Aim
Change "framed picture on wall" to "framed artwork on wall" in the stretch from the start of the items through the line containing "[480, 274, 611, 514]", and write out only those lines again with everything else left as it is.

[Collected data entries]

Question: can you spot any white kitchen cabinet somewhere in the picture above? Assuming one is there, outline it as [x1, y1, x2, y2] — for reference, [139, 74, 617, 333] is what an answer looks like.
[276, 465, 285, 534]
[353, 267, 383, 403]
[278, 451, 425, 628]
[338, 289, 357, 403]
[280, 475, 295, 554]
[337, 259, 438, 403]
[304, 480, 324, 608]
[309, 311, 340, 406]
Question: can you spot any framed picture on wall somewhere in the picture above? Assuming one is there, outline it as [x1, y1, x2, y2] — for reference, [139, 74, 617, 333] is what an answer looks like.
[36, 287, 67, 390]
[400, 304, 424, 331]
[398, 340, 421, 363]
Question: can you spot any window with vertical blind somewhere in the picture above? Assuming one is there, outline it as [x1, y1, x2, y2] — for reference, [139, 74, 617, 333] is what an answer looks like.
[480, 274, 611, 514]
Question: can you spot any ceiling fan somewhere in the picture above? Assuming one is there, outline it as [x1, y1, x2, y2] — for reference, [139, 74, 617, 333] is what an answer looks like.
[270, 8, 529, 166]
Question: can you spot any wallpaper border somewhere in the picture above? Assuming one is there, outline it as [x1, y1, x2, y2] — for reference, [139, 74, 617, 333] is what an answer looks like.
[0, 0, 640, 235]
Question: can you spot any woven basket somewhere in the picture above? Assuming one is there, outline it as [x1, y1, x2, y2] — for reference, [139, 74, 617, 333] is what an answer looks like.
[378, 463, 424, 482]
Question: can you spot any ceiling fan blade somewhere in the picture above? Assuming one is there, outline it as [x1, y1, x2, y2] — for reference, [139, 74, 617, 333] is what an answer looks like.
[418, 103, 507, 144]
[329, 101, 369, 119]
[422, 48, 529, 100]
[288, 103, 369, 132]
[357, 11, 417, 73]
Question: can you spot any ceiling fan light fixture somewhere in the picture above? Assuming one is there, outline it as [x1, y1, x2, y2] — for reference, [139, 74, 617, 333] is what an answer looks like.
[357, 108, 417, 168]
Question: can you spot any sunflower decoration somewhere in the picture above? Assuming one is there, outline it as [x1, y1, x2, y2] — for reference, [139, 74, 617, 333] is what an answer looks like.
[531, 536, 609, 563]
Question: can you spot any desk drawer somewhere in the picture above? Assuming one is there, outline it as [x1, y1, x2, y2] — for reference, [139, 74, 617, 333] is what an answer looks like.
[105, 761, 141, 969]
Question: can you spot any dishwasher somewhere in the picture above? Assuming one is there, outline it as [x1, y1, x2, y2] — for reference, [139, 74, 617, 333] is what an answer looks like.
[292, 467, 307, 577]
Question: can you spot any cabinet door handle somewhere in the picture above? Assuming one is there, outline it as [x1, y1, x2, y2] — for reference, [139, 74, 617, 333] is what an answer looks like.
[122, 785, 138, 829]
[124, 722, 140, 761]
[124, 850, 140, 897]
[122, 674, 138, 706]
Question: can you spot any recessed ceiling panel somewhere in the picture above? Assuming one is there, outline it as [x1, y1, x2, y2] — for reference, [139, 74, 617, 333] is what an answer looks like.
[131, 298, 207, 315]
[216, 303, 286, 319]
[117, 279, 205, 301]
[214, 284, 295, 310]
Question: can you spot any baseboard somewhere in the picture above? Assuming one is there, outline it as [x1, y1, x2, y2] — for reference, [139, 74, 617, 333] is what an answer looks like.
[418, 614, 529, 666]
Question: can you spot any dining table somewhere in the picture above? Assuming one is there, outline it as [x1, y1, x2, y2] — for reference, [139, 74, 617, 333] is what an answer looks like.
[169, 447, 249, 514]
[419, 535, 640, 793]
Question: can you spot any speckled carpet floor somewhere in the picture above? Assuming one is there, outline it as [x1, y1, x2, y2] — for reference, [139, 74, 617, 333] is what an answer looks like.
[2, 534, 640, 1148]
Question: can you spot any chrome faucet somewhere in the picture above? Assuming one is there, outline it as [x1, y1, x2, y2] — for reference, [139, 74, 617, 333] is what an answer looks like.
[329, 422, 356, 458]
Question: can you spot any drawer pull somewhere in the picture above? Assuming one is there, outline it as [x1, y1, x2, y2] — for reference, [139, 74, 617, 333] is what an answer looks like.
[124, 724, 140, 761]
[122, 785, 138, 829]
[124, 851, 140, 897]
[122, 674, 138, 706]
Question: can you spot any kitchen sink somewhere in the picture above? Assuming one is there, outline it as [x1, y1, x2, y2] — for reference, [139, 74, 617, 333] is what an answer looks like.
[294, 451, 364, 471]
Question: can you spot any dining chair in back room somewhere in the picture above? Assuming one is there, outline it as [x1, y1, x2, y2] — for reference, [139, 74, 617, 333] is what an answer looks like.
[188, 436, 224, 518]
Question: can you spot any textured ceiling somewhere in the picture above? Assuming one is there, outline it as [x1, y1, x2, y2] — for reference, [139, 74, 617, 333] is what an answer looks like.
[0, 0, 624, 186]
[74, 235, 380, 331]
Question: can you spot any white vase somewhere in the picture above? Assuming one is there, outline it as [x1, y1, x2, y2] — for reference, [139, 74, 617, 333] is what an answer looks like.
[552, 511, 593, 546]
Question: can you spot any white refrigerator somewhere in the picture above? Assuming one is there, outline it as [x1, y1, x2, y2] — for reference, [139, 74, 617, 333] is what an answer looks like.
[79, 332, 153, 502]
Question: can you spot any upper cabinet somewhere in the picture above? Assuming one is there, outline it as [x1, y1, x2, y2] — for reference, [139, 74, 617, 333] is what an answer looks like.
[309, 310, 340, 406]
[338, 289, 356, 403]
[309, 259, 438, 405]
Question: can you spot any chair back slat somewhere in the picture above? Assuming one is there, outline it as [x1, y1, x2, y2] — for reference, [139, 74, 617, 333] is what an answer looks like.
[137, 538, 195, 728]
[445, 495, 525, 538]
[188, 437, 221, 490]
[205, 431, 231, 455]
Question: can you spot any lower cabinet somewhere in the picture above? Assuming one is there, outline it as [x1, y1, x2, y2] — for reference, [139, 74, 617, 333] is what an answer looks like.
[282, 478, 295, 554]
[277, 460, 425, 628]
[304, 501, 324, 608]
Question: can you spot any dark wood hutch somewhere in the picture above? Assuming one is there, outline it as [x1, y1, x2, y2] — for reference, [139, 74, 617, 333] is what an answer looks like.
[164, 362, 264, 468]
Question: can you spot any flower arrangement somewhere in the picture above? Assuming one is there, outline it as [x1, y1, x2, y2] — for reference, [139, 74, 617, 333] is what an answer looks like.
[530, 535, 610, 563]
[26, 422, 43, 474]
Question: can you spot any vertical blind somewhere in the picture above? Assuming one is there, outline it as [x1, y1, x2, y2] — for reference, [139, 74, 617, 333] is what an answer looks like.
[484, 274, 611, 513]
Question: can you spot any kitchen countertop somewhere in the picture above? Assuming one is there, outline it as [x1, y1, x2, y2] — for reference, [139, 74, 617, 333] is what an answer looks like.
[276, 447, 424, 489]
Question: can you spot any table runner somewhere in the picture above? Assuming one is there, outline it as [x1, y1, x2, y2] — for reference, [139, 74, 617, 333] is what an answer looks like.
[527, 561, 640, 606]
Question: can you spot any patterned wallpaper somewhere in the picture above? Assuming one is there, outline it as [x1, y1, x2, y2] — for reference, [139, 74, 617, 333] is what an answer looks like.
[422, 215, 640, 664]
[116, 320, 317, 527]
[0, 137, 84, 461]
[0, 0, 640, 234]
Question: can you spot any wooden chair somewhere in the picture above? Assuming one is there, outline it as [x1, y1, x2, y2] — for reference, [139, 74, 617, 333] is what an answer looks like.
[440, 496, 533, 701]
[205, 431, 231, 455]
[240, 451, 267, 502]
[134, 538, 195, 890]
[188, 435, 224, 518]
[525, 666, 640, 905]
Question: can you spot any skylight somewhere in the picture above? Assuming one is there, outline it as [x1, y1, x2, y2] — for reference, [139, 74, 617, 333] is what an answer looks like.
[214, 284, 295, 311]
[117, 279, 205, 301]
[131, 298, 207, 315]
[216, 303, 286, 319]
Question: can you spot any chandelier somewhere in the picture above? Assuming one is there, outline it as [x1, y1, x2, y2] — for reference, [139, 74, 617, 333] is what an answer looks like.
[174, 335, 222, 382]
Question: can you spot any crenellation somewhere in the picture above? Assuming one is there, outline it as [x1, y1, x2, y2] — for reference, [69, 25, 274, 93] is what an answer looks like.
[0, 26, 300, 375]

Result for this task
Question: can you spot any white kitchen cabinet somewhere in the picture above? Assuming one is there, outline it as [x1, y1, x2, y2] — for reference, [139, 74, 617, 333] is what an answer looks like.
[276, 465, 285, 534]
[353, 267, 383, 403]
[278, 451, 425, 628]
[338, 289, 357, 403]
[280, 475, 295, 554]
[337, 259, 438, 403]
[304, 480, 324, 608]
[309, 311, 340, 406]
Question: can you spot any framed artwork on wall somewhere in the picture above? Assuming one is there, outline it as [x1, y1, x2, y2] — for reference, [139, 74, 617, 333] is what an answer looks like.
[36, 287, 67, 390]
[400, 304, 424, 331]
[398, 340, 421, 363]
Question: can you spot any window with vertical blind somewhere in the picture above? Assuming one is there, outline it as [x1, y1, x2, y2] — for reference, [139, 74, 617, 333] is what an answer looks like.
[480, 274, 611, 514]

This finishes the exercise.